WRITTEN PROBLEM
Reproduce all the items below, substituting "comma-separated" for each occurrence of "comma separated" and leaving every other word unchanged.

RECORDED DATA
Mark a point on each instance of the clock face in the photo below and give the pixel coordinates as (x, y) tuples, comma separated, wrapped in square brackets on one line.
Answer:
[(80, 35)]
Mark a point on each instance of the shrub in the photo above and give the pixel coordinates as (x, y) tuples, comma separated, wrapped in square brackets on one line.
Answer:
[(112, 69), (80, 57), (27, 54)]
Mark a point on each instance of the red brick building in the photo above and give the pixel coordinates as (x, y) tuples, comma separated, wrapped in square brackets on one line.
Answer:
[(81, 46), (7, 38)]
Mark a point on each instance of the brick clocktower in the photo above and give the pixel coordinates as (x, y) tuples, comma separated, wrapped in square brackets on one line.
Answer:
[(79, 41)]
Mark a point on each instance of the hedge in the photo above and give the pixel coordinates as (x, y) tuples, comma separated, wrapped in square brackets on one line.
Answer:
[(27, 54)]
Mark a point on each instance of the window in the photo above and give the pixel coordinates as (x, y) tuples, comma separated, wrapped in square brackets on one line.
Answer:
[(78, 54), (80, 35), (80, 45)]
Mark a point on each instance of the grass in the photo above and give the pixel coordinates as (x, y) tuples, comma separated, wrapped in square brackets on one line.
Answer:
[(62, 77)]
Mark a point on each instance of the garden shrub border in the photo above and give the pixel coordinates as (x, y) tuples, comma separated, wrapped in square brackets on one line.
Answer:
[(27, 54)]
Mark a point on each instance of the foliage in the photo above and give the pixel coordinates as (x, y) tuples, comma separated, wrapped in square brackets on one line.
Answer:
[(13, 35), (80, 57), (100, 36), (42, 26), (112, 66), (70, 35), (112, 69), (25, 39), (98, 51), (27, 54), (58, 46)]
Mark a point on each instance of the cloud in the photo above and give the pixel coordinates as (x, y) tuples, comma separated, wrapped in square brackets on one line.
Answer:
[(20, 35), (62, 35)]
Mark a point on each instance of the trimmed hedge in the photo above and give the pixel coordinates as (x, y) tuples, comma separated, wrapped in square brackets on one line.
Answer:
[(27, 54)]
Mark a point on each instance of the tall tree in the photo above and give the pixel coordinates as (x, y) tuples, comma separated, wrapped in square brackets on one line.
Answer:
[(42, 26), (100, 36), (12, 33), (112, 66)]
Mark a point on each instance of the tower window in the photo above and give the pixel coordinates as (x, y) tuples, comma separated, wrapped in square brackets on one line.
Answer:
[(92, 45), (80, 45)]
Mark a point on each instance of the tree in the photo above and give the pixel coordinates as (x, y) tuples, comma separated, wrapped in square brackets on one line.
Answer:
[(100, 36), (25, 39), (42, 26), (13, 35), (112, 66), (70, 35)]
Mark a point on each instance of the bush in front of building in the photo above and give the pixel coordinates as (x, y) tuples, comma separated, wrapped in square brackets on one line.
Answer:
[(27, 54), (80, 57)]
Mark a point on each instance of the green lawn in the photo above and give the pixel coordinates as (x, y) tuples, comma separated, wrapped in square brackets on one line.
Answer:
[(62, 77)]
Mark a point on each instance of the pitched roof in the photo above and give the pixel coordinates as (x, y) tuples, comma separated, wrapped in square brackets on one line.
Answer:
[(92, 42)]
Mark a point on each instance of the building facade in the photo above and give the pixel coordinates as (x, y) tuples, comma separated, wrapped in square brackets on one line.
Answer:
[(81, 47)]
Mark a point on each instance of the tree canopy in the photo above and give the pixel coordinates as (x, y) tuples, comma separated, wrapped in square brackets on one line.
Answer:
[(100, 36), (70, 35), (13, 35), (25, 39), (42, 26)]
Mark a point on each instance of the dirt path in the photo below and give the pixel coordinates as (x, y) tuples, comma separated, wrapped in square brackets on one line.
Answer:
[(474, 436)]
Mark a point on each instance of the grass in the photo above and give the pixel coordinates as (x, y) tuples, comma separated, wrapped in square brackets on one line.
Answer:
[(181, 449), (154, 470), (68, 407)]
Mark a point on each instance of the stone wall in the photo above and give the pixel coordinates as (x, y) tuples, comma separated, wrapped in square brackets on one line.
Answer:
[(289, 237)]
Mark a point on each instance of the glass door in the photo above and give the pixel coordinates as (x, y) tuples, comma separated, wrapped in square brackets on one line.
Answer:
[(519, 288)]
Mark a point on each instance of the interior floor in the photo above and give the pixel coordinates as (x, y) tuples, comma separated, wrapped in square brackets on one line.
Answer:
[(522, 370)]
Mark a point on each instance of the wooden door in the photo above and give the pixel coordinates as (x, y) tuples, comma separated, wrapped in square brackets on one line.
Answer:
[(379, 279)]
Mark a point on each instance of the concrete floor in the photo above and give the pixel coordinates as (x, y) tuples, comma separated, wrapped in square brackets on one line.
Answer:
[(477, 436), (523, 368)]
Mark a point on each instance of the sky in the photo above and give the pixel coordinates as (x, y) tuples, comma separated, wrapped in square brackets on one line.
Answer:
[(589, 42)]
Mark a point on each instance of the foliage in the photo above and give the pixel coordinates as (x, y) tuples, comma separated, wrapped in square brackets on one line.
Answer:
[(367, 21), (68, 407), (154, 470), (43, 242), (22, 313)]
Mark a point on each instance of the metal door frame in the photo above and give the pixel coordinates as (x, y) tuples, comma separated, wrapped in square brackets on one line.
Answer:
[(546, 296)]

SOLUTION TO THIS PROBLEM
Mark a point on each instance of the clock face in the photo below and give the pixel coordinates as (x, y) tuples, comma-separated, wrapped in square brackets on one line.
Answer:
[(80, 35)]
Mark a point on each instance of the shrub in the photo above and give the pixel coordinates as (x, y) tuples, comma-separated, wrapped in square brackets on one line.
Answer:
[(112, 69), (80, 57), (27, 54)]
Mark a point on each instance of the red brick building in the photo above and give the pixel coordinates as (x, y) tuples, comma-separated, wrapped in square brackets on one line.
Answer:
[(81, 46), (7, 38)]
Mark a point on each instance of the brick clocktower in the photo above and give the pixel coordinates as (x, y) tuples, comma-separated, wrapped in square brackets on one line.
Answer:
[(79, 41)]
Mark a point on each instance of the hedge in the photo above and give the pixel coordinates as (x, y) tuples, comma-separated, wrapped in square brackets on one line.
Answer:
[(27, 54)]
Mark a point on each instance of the window in the photo above and give the pixel coordinates as (x, y) tuples, comma-separated, wrapped in square brackets on one line.
Answer:
[(78, 54), (80, 35), (80, 45)]
Mark a point on each instance of the grass in the photo above and give the pixel coordinates as (x, y) tuples, comma-separated, wrapped in square brackets on one line.
Answer:
[(62, 77)]
Mark a point on each instance of the garden shrub border in the photo above and give the pixel coordinates as (x, y) tuples, comma-separated, wrapped in square brackets on one line.
Answer:
[(27, 54)]
Mark a point on each instance of the foliage in the photo above and give the pixel coordinates as (x, y) tuples, comma-separated, wrapped in square brackets on one line.
Answer:
[(13, 35), (80, 57), (100, 36), (42, 26), (112, 66), (70, 35), (112, 69), (25, 39), (98, 51), (27, 54), (58, 46)]
Mark a point on each instance of the cloud in the photo above and give the pixel coordinates as (x, y) tuples, comma-separated, wrapped in square brackets on one line.
Answer:
[(20, 35), (62, 35)]
Mark a point on each instance of the trimmed hedge in the photo above and give the pixel coordinates as (x, y) tuples, comma-separated, wrapped in square brackets on one line.
Answer:
[(27, 54)]
Mark a point on each instance of the tall tree in the photo above and give the pixel coordinates as (x, y) tuples, comma-separated, wrapped in square brackets on one line.
Answer:
[(42, 26), (100, 36), (12, 33), (112, 66)]
Mark a point on each instance of the tower window in the photo above and give the pixel coordinates as (x, y) tuples, comma-separated, wrapped in square brackets on one line.
Answer:
[(92, 45), (80, 45)]
Mark a point on each instance of the tree in the photo above and give the pixel coordinates as (x, y) tuples, comma-separated, wrapped in square brackets on one line.
Answer:
[(100, 36), (25, 39), (42, 26), (13, 35), (112, 66), (70, 35)]
Mark a point on each instance of the bush in front of building in the photo above and give the pixel coordinates as (x, y) tuples, comma-separated, wrapped in square brackets on one line.
Answer:
[(27, 54), (80, 57)]
Mark a point on each instance of the green lawn in the photo above and give the pixel coordinates as (x, y) tuples, comma-separated, wrapped in square brackets on one line.
Answer:
[(62, 77)]
Mark a point on each instance of the pitched roof in the photo above and give the pixel coordinates as (x, y) tuples, comma-separated, wrapped in square brackets on one line.
Answer:
[(92, 42)]
Mark a point on each instance of the building facade in the photo above and give the pixel coordinates as (x, y) tuples, comma-separated, wrapped in square brackets on one line.
Answer:
[(81, 47)]
Mark a point on each instance of the tree canopy in the photo above and give the pixel coordinates as (x, y) tuples, comma-separated, wrapped in square brackets on one line.
Answer:
[(100, 36), (70, 35), (13, 35), (25, 39), (42, 26)]
Mark a point on each instance of the dirt path in the photo below and give the pixel coordinates as (x, y) tuples, comma-separated, wrapped in square brackets on one line.
Answer:
[(474, 436)]
Mark a point on each instance of the grass in the photo above and give the pixel coordinates as (x, y) tuples, comma-separated, wrapped in square brackets on one line.
Answer:
[(181, 449), (154, 470), (68, 407)]
Mark a point on each instance of the stone wall in the photo above and give the pixel coordinates as (x, y) tuples, comma-separated, wrapped in square brackets on one line.
Answer:
[(289, 237)]
Mark a point on each instance of the glass door in the photo above and give the pixel coordinates as (x, y) tuples, comma-separated, wrapped in square brackets on one line.
Answer:
[(519, 288)]
Mark a point on each instance of the interior floor in the photo above and give the pixel coordinates as (x, y) tuples, comma-separated, wrapped in square brackets on one line.
Answer:
[(522, 370)]
Mark a point on each instance of the wooden door in the photo above and give the pixel coordinates as (x, y) tuples, comma-separated, wrapped in square brackets on one line.
Answer:
[(379, 279)]
Mark a point on each instance of the concrete floor in the photo above and give the pixel coordinates as (x, y) tuples, comma-separated, wrapped in square brackets on one line.
Answer:
[(477, 436), (523, 368)]
Mark a point on each instance of the sky in the photo above and give the pixel coordinates as (x, y) tuples, comma-separated, wrapped in square brackets on one line.
Answer:
[(589, 42)]
Mark a point on each instance of the foliage in the photo above and give the pixel coordinates as (x, y) tuples, comma-separated, wrapped in square brackets on one line.
Answer:
[(367, 21), (68, 407), (154, 470), (43, 242), (22, 313)]
Mark a point on each instance of the metal door frame in the photo above and give the pixel coordinates as (x, y) tuples, comma-separated, wrapped in square brackets on one line.
Answer:
[(546, 296)]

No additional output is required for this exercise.